- **Excerpts from a location annotation dataset**

+===+

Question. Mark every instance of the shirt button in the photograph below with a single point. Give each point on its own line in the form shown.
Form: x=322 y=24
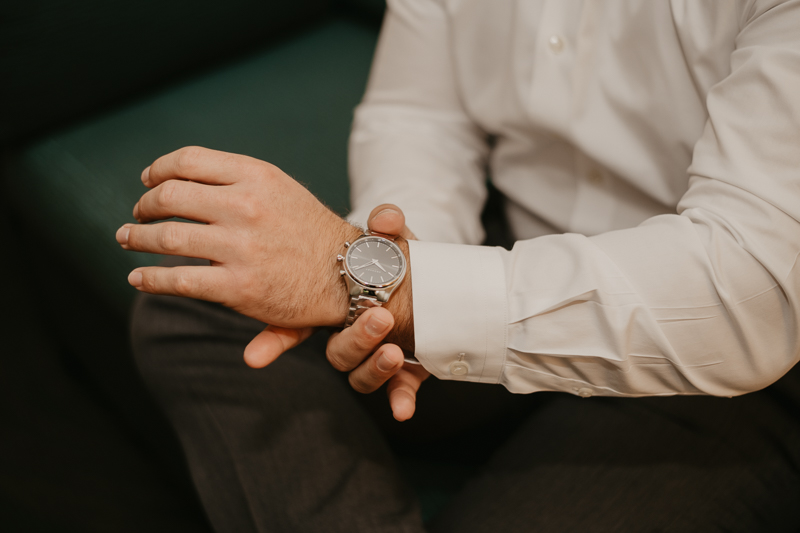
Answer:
x=459 y=369
x=555 y=43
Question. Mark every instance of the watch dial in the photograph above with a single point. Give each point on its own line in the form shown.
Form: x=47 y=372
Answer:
x=375 y=261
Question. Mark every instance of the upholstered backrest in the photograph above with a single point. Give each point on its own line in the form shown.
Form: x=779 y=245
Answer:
x=64 y=59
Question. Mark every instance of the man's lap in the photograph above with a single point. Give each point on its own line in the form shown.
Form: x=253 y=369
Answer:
x=557 y=462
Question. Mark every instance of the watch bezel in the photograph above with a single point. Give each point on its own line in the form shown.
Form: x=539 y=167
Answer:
x=375 y=286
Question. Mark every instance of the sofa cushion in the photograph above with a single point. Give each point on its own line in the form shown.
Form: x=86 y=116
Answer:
x=290 y=105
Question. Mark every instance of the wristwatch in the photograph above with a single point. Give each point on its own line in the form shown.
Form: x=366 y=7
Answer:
x=374 y=266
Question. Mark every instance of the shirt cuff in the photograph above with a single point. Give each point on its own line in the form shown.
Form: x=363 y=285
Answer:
x=460 y=310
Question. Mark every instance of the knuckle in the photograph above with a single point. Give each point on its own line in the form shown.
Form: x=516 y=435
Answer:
x=169 y=239
x=363 y=342
x=335 y=360
x=166 y=194
x=249 y=207
x=358 y=384
x=186 y=159
x=183 y=284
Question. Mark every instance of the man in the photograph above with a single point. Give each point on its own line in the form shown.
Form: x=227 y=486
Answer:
x=632 y=276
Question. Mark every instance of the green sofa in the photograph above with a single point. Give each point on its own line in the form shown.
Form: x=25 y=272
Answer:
x=94 y=92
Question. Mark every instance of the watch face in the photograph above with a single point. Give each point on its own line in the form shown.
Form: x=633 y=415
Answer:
x=375 y=261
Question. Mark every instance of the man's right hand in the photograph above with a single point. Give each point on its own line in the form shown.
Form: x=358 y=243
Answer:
x=369 y=350
x=350 y=349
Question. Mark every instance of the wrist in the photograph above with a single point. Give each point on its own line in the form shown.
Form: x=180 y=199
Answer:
x=339 y=298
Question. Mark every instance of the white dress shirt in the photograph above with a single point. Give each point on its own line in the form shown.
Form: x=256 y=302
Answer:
x=650 y=153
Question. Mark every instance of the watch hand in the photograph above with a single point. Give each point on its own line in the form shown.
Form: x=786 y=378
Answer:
x=365 y=265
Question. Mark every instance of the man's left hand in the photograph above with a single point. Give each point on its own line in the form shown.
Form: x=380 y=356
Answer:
x=271 y=243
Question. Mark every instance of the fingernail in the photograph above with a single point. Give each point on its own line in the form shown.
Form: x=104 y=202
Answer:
x=135 y=278
x=122 y=234
x=375 y=326
x=384 y=211
x=384 y=363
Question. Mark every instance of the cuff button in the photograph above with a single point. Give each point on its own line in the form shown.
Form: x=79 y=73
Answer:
x=459 y=369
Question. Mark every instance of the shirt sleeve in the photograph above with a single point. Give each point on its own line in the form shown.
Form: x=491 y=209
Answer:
x=704 y=301
x=412 y=143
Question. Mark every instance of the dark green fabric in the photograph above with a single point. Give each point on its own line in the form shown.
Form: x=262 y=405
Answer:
x=61 y=59
x=290 y=105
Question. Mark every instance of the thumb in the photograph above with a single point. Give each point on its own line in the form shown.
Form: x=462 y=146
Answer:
x=389 y=220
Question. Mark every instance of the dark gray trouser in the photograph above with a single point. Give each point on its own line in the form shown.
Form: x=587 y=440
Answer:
x=292 y=448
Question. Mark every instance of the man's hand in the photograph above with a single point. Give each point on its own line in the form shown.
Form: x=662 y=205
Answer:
x=271 y=243
x=369 y=348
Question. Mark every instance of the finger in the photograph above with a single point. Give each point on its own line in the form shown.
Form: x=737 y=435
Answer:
x=176 y=238
x=374 y=372
x=201 y=282
x=348 y=348
x=402 y=390
x=389 y=220
x=194 y=163
x=179 y=198
x=271 y=343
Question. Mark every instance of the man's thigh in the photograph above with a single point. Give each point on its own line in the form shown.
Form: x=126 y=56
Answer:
x=284 y=448
x=647 y=464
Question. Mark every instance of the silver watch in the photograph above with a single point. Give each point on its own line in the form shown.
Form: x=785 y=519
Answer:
x=374 y=267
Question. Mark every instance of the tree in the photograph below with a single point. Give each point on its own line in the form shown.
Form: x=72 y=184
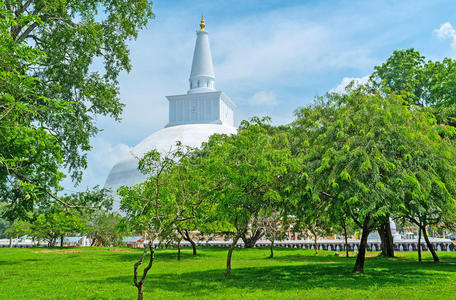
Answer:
x=246 y=169
x=17 y=229
x=420 y=82
x=50 y=91
x=274 y=229
x=57 y=224
x=157 y=205
x=358 y=148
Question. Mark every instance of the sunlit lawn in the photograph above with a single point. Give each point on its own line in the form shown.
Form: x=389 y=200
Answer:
x=98 y=273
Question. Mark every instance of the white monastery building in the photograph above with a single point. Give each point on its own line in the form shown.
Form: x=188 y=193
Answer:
x=193 y=118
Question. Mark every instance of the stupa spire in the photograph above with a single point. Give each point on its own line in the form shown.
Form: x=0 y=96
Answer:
x=202 y=25
x=202 y=77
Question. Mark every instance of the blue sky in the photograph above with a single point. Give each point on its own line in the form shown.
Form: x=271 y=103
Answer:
x=270 y=57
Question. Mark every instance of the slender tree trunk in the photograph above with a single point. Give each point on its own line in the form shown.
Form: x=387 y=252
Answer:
x=178 y=250
x=139 y=284
x=384 y=230
x=428 y=243
x=230 y=252
x=190 y=240
x=360 y=258
x=315 y=243
x=249 y=242
x=346 y=240
x=272 y=249
x=419 y=243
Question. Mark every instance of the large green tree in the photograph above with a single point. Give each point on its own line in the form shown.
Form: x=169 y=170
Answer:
x=359 y=147
x=59 y=68
x=170 y=195
x=420 y=82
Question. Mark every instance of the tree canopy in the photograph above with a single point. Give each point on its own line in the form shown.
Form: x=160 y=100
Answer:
x=60 y=61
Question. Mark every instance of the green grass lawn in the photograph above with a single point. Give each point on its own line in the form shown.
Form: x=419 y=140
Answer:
x=97 y=273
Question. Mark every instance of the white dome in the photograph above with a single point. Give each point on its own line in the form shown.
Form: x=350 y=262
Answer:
x=126 y=172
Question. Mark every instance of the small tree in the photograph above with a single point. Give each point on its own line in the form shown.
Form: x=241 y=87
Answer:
x=17 y=229
x=157 y=205
x=246 y=170
x=274 y=229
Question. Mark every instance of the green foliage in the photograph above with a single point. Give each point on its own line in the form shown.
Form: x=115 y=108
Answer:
x=169 y=195
x=246 y=170
x=387 y=155
x=18 y=229
x=420 y=82
x=49 y=91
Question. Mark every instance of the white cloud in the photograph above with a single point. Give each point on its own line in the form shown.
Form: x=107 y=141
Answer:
x=263 y=98
x=340 y=89
x=446 y=31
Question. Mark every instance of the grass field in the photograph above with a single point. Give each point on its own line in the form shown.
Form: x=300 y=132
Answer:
x=100 y=273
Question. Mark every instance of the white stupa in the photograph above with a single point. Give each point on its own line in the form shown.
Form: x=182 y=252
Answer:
x=193 y=118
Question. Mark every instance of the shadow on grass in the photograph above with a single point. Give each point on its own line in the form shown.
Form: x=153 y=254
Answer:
x=165 y=255
x=337 y=274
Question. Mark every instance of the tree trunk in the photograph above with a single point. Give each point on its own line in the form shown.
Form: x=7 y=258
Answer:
x=429 y=245
x=189 y=239
x=346 y=240
x=230 y=252
x=359 y=264
x=419 y=243
x=139 y=284
x=316 y=243
x=384 y=230
x=249 y=242
x=272 y=249
x=178 y=250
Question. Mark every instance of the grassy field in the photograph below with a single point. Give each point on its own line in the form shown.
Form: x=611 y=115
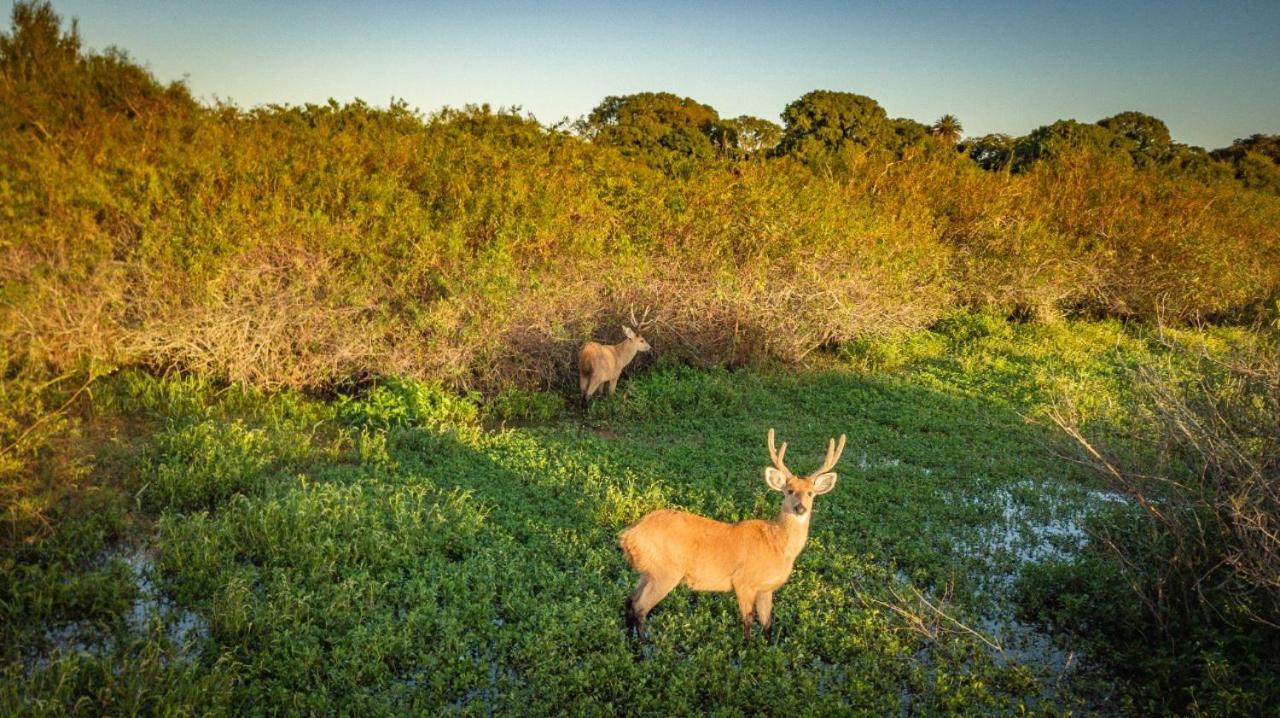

+===+

- **AIM OF THE TASK**
Gather every line of the data above that contains the string "trunk", and reproduce each one in full.

- **TASK OUTPUT**
Question. Mark every instance of the slender tree trunk in the photograph above with a single point. Give each point on its own line in the form shown.
Question. Mark every instance of the tree trunk in the photograph above with a single point. Give each point on its own line in the form shown.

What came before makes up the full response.